Required tasks:
• a. In the article on London's darkest landmarks below, why was the alcove at Dead Man's Hole lined with white tiles?
• b. Continue the article on London's darkest landmarks below from the end of the last paragraph shown.

Passage provided:
== Segment start ==
The 5 Darkest Landmarks in London

The 5 Darkest Landmarks in London

From exploding corpses under Tower Bridge to 15,000 bodies in an unconsecrated pit — London's grimmest spots hiding in plain sight.

London is a city built on layers of the dead. Not metaphorically — literally. Here are five places where the city's darkest history is hiding in plain sight.

1. Dead Man's Hole, Tower Bridge

Under the northern abutment of Tower Bridge, there's a white-tiled alcove that most people walk right past. This was the body collection point for the Thames.

Due to tidal currents, corpses of the drowned, murdered, and discarded naturally washed up at this exact spot. The alcove was lined with white tiles for a practical reason: decomposing bodies would sometimes explode from gas buildup, and the tiles could be hosed down more easily than stone.

Bodies were retrieved with grappling hooks via L-shaped steps leading into the water, then displayed for public identification.

2. Crossbones Graveyard, Southwark

The medieval Church of Winchester licensed prostitutes to work in Southwark's red-light district. It taxed their earnings. And then it refused to bury them on consecrated ground.

An estimated 15,000 people were buried at Crossbones — prostitutes, paupers, plague victims. Archaeologists found bodies piled on top of each other, many showing signs of smallpox, tuberculosis, and vitamin D deficiency.

In 2019, after years of activist campaigns, the site became an official Garden of Remembrance dedicated to "the outcast dead."

3. Execution Dock, Wapping

For four hundred years, pirates were brought to Execution Dock at low tide and hanged with a deliberately shortened rope. The short drop wouldn't break their neck — they died slowly by strangulation, limbs convulsing in what was called "the Marshal's dance."
== Segment end ==
Listed records:
== Segment start ==
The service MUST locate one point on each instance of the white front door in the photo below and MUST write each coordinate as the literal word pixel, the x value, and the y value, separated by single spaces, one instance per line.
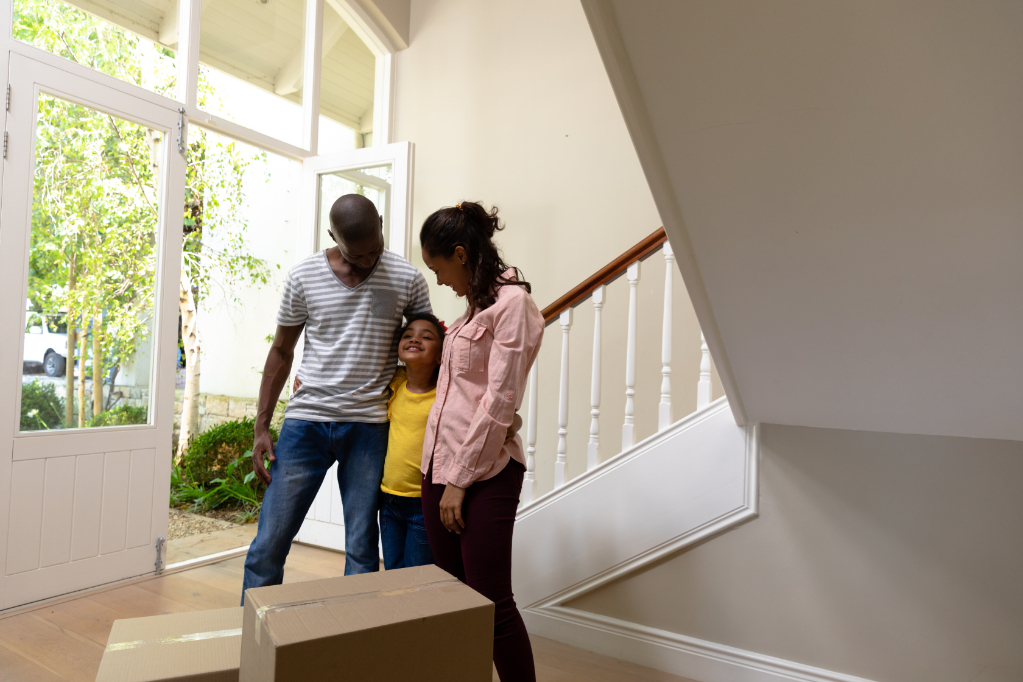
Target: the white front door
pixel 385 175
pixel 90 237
== Segment end ==
== Segment start ==
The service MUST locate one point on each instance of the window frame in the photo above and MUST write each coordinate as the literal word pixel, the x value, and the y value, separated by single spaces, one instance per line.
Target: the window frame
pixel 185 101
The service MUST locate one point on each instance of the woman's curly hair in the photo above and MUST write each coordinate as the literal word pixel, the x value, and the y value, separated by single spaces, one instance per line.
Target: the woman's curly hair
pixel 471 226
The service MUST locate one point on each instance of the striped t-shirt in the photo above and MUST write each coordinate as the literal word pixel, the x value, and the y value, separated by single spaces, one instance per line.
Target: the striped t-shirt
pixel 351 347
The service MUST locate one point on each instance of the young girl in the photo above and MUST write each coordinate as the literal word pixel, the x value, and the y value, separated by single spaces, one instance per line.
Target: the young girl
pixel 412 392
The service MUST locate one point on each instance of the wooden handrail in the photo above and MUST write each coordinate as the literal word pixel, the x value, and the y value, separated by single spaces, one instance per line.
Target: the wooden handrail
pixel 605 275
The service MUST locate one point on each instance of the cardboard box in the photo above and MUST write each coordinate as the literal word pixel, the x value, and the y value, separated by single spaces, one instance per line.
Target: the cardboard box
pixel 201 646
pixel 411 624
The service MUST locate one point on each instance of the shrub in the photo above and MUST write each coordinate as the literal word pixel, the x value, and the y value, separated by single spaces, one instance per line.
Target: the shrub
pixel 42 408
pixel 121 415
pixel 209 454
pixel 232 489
== Segment end ==
== Segment start ==
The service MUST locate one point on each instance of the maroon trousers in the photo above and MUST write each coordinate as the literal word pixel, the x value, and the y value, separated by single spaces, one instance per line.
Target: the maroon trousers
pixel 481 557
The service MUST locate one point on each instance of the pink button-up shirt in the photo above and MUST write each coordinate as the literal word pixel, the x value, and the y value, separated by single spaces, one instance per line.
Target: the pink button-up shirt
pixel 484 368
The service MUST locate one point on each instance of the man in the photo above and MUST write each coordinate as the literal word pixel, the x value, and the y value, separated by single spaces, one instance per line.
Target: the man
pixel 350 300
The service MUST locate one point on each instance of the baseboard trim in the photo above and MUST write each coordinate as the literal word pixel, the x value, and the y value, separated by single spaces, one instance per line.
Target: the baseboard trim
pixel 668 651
== Segment end ==
Task answers:
• a. Decomposing bodies sometimes exploded from gas buildup, and tiles could be hosed down more easily than stone.

• b.
After death, the bodies were left hanging until three tides had washed over them. The worst offenders were tarred and hung in iron cages along the Thames estuary. Captain William Kidd's corpse hung in a cage for three years after his 1701 execution.

Today, three riverside pubs fight over which one sits on the exact spot.

4. Tyburn Gallows, Marble Arch

Every time you walk from Oxford Street to Marble Arch, you're retracing the exact route that an estimated 50,000 condemned prisoners took to the gallows over six centuries.

The "Tyburn Tree" erected in 1571 was a triangular gallows that could hang 24 people simultaneously. Prisoners made a public procession from Newgate Prison down what is now Oxford Street, traditionally stopping for a final drink at a pub in St Giles — the origin of the phrase "one for the road."

The site is now marked by a tiny circular plaque embedded in a traffic island that most people walk right past.

5. The Charterhouse, Clerkenwell

Beneath Charterhouse Square lie an estimated 20,000 plague victims from the Black Death of 1348. Crossrail excavations in 2013 found skeletons with confirmed plague bacteria DNA still present.

But the story gets worse. The Carthusian monks who later prayed over these graves refused to accept Henry VIII as head of the church. Prior John Houghton was hanged, drawn, and quartered. The remaining monks who wouldn't sign were sent to Newgate Prison and starved to death.

The site has been, in sequence: a plague pit, a monastery, a Tudor mansion, a school, and an almshouse for elderly gentlemen — which it still is today.

London doesn't hide its dead. It just builds on top of them and hopes nobody looks down.